● **KUTIPAN**
********

Beda Pendapat Ulama tentang
Persentuhan Kulit Laki-laki dan Perempuan
Di antara permasalahan yang sering
diperdebatkan di kalangan masyarakat adalah hukum persentuhan kulit laki-laki
dan perempuan, apakah membatalkan wudhu atau tidak? Perlu diketahui, jika
persentuhan dimaksud terjadi antara dua orang yang memiliki hubungan mahram
maka ulama sepakat bahwa persentuhan tersebut tidak membatalkan wudhu.
Sebagaimana mereka sepakat bahwa persentuhan kulit jika terjadi secara tidak
langsung (ada penghalang/ha’il), tidak membatalkan wudhu, baik keduanya
memiliki hubungan mahram atau tidak.
Para ulama berbeda pendapat jika yang
bersentuhan adalah laki-laki dan perempuan yang tidak terikat hubungan mahram,
dan bersentuhan dimaksud terjadi secara langsung, tanpa penghalang. Perbedaan
ini, sebagaimana disebutkan oleh Ibnu Rusyd dalam kitab Bidayatul Mujtahid juz
1 halaman 29, berawal dari perbedaan dalam memahami makna “al-lamsu”
dalam ayat:
أَوْ
لَامَسْتُمُ النِّسَاءَ فَلَمْ تَجِدُوا مَاءً فَتَيَمَّمُوا صَعِيدًا طَيِّبًا
“Atau kamu telah menyentuh perempuan,
sedangkan kamu tidak mendapat air, maka bertayamumlah kamu dengan debu yang
suci.” (An Nisa: 43).
Dalam bahasa Arab, kata “al-lamsu”
merupakan lafadh yang musytarak, yaitu lafadh yang dibentuk dengan
memiliki makna yang bermacam-macam. Al-lamsu dapat diartikan menyentuh,
dan dapat diartikan berhubungan badan. Sahabat Ali, Ibnu Abbas, dan Hasan
memilih makna pertama, sementara Ibnu Mas’ud, Ibnu Umar, dan Sya’bi memilih
makna kedua.
Ulama yang mengartikan al-lamsu dengan
“menyentuh”, menyatakan bahwa persentuhan kulit lawan jenis membatalkan wudhu,
sedangkan ulama yang mengartikannya dengan “berhubungan badan”, menyatakan
bahwa persentuhan saja tidak membatalkan wudhu, sebab yang membatalkan adalah
berhubungan badan.

********

● **PETUNJUK TUGAS**
Menurut kutipan tentang persentuhan kulit laki-laki dan perempuan, apa yang menyebabkan ulama berbeda pendapat soal persentuhan langsung antara laki-laki dan perempuan yang bukan mahram? Jelaskan dalam satu sampai tiga kalimat.

********

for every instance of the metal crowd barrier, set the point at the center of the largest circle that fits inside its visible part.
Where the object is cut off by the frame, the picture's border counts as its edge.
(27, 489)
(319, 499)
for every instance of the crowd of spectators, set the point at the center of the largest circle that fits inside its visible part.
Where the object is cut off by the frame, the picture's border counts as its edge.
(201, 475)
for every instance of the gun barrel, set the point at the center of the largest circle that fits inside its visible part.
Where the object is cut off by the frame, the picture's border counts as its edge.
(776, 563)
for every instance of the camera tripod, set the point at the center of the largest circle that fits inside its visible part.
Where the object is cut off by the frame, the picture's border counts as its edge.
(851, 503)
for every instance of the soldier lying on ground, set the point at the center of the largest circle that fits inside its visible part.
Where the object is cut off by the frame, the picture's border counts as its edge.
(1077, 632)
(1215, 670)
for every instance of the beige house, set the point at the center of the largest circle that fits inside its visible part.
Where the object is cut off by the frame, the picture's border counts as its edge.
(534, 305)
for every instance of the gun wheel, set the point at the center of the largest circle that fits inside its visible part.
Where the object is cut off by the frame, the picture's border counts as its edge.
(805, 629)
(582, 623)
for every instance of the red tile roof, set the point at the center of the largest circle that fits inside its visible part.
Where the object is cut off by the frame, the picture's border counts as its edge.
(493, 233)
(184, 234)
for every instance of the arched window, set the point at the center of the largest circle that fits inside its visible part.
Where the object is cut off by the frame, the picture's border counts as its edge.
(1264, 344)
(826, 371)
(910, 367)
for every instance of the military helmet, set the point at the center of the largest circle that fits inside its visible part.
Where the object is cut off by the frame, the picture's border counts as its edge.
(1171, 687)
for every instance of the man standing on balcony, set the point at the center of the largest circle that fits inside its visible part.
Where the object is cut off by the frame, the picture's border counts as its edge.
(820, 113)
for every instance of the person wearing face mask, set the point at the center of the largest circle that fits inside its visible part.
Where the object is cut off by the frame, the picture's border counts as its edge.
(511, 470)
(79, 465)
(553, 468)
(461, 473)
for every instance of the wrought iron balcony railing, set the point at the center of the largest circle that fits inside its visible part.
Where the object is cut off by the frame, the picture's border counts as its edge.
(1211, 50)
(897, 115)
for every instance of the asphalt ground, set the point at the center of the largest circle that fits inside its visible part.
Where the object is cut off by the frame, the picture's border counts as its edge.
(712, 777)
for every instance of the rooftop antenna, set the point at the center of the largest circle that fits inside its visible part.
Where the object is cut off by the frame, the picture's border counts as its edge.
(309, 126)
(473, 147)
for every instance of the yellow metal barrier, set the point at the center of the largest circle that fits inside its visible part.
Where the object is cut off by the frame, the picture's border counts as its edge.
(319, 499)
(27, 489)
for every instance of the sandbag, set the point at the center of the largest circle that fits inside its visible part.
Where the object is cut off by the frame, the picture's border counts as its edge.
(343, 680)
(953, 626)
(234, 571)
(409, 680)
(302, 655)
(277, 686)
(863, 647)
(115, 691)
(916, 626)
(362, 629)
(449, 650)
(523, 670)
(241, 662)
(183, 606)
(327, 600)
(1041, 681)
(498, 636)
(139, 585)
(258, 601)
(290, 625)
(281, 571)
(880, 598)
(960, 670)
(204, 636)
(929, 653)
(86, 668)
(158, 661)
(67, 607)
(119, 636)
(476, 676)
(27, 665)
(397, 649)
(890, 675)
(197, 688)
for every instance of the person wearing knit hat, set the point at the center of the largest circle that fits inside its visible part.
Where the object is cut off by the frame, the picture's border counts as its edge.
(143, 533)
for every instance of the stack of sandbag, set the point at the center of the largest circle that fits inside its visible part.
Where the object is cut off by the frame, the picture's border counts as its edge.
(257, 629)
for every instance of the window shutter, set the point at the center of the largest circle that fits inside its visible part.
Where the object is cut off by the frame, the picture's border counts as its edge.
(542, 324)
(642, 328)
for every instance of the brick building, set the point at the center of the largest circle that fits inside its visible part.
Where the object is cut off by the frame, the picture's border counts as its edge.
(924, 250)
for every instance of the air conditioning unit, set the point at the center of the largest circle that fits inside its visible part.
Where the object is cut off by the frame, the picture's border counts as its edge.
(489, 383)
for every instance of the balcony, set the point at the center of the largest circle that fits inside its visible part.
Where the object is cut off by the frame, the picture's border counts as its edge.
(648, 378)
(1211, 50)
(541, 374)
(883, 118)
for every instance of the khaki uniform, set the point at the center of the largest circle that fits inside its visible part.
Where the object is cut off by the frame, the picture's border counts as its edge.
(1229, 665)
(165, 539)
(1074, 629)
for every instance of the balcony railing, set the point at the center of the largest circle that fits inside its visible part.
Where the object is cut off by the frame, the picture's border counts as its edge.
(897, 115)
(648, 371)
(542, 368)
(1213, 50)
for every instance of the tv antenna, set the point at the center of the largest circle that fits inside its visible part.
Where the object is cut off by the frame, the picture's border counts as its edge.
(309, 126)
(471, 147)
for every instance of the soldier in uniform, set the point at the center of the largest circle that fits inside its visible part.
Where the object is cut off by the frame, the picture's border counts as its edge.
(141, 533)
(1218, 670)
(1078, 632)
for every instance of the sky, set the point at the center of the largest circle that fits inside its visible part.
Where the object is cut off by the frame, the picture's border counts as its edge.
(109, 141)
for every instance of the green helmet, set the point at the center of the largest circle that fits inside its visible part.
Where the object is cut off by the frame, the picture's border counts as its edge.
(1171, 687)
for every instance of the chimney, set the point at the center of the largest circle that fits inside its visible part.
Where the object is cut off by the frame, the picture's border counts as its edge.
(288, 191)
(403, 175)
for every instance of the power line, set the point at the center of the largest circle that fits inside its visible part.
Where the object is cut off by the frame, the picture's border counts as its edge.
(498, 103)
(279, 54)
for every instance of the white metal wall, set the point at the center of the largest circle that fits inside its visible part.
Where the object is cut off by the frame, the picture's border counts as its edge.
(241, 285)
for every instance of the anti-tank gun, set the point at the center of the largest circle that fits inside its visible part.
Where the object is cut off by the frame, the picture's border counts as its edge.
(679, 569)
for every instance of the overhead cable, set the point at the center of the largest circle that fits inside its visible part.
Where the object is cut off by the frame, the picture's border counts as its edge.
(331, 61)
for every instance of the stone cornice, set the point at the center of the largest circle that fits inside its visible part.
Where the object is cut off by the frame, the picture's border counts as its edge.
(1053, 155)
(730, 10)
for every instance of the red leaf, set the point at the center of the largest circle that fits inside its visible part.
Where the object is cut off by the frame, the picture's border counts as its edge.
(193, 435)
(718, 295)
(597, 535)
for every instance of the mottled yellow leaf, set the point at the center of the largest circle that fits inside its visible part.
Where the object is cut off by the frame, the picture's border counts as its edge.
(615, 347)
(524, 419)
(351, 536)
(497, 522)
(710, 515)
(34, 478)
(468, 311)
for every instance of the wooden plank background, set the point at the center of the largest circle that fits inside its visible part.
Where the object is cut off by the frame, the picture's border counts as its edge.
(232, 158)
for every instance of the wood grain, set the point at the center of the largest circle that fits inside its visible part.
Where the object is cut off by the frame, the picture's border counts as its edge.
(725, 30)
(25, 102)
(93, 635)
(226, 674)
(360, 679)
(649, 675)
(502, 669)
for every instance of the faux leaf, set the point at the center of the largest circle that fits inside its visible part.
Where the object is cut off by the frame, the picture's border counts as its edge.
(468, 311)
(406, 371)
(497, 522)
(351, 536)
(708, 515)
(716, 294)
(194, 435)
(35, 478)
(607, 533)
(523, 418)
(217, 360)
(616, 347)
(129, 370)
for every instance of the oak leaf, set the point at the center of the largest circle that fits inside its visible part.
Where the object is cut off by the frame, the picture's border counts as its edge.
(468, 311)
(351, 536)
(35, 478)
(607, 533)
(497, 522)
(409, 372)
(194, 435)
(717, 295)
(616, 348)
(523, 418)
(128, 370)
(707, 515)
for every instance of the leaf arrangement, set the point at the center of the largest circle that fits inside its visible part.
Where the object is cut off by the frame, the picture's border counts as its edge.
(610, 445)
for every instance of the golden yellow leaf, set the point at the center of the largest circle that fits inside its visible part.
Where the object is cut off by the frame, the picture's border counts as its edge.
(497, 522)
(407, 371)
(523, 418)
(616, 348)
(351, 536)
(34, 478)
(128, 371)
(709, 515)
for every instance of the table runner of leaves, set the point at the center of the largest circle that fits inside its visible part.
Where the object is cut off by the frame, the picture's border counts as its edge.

********

● **JAWABAN AKHIR**
Menurut Ibnu Rusyd dalam Bidayatul Mujtahid, perbedaan itu berawal dari perbedaan memahami makna "al-lamsu" dalam An Nisa: 43. Kata ini merupakan lafadh musytarak yang dapat diartikan menyentuh atau berhubungan badan. Ulama yang memilih makna "menyentuh" menyatakan persentuhan kulit lawan jenis membatalkan wudhu, sedangkan ulama yang memilih makna "berhubungan badan" menyatakan persentuhan saja tidak membatalkannya.